> [Kurze Übung 1]
Beantworte anhand des Textes über die Containeranlage folgende Fragen:
(a) Von welchem Unternehmen wurde die Hülle mit den Wärmetauschern entwickelt?
(b) Auf wie vielen Lkw soll die ganze Anlage Platz haben?
(c) Wie viele Haushalte sollen künftige Serien-Container versorgen können?
> [Kurze Übung 2] Fasse den Text über die Containeranlage in zwei Sätzen zusammen.
> [Kurze Übung 3] Schreibe den Text über die Containeranlage im Anschluss an seinen letzten Satz weiter.

> [Ausgewählter Text]
• • •
Strom für bis zu 5000 Haushalte

Die in Containergröße entwickelte Hülle mit den Wärmetauschern und anderen ansteckbaren Modulen wurde von der Bernard ­Gruppe in Hall entwickelt. „Dabei geht es um die technische Planung der Anlage, die Beratung im Hinblick auf das Genehmigungs­verfahren sowie eine beratende Tätigkeit in der Konzeptionierung“, heißt es vonseiten der Firma auf ­Anfrage. Die ganze Anlage soll im Prinzip auf drei Lkw Platz haben. Den Energie-Ertrag im laufenden Betrieb beziffert Müller bis zum 1000-Fachen des notwendigen „Inputs“, um den Reaktor am Laufen zu halten. „Künftige Serien-Container sollte 1000 bis 5000 Haushalte versorgen können“, so Müller.
• • •
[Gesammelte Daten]
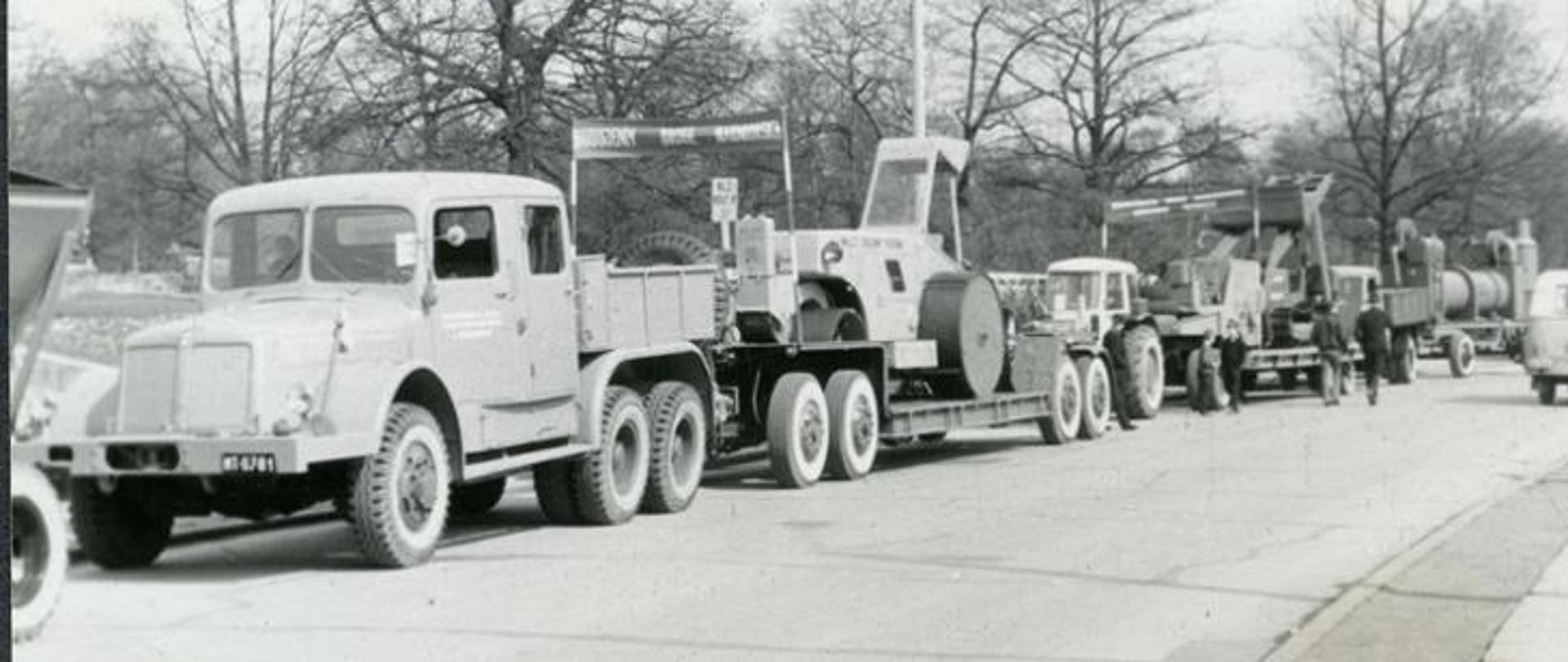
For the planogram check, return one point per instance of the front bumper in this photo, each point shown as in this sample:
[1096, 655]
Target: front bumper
[190, 455]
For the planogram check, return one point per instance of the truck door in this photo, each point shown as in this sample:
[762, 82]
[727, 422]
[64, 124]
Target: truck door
[549, 324]
[475, 310]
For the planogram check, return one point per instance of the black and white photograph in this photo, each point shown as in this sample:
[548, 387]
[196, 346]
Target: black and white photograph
[787, 330]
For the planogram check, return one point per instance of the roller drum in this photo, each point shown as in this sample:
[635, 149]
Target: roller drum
[1484, 292]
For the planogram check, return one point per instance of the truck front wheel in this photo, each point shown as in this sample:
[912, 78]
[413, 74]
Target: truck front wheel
[797, 430]
[402, 491]
[38, 552]
[679, 447]
[612, 479]
[852, 411]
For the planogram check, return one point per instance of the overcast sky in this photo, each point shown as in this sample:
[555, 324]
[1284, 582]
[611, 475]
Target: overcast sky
[1254, 68]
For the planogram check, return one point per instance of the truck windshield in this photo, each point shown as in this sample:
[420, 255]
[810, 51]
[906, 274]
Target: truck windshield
[896, 194]
[256, 248]
[1070, 291]
[363, 245]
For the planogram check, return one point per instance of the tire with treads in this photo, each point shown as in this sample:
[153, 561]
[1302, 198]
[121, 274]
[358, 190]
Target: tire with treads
[855, 426]
[1147, 369]
[613, 477]
[402, 493]
[963, 314]
[119, 529]
[1095, 383]
[555, 490]
[38, 552]
[470, 501]
[1462, 355]
[1067, 405]
[679, 447]
[797, 430]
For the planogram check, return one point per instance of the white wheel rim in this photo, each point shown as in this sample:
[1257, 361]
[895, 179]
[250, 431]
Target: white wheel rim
[419, 474]
[809, 433]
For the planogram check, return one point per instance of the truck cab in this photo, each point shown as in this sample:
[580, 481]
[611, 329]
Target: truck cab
[399, 344]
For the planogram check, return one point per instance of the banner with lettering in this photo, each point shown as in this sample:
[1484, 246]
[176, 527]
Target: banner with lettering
[629, 138]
• • •
> [Erwartete Lösung 1]
(a) Von der Bernard Gruppe in Hall.
(b) Auf drei Lkw.
(c) 1000 bis 5000 Haushalte.

> [Erwartete Lösung 2] Die containergroße Hülle mit den Wärmetauschern und weiteren ansteckbaren Modulen stammt von der Bernard Gruppe in Hall, und die gesamte Anlage soll auf drei Lkw Platz haben. Müller beziffert den Energie-Ertrag im laufenden Betrieb auf bis zum 1000-Fachen des nötigen „Inputs“ und erwartet, dass künftige Serien-Container 1000 bis 5000 Haushalte versorgen können.

> [Erwartete Lösung 3]
Als potenzielle erste Kunden sieht Emerald konventionelle AKW rund um Österreich, deren Umrüstung durch das Konzept der Grazer möglich sein soll. Die in AKW eingesetzten Brennstäbe würden aktuell nicht zur Gänze verwertet. Lediglich zwei Prozent eines Uran-Brennstabs können laut Müller zur Energiegewinnung genutzt werden, der Rest würde als stark strahlender Atommüll gelagert. In einer weiteren Entwicklungsstufe könnten abgebrannte Brennstäbe verwertet werden, um vorhandenen Atommüll zu reduzieren. Das würde zudem den Abbau der ­radioaktiven Reste auf 300 Jahre verkürzen. Laut Müller könnte der vorhandene Atommüll den Planeten für 3000 Jahre mit Strom versorgen, wenn man ihn für Thorium-Reaktoren einsetzt.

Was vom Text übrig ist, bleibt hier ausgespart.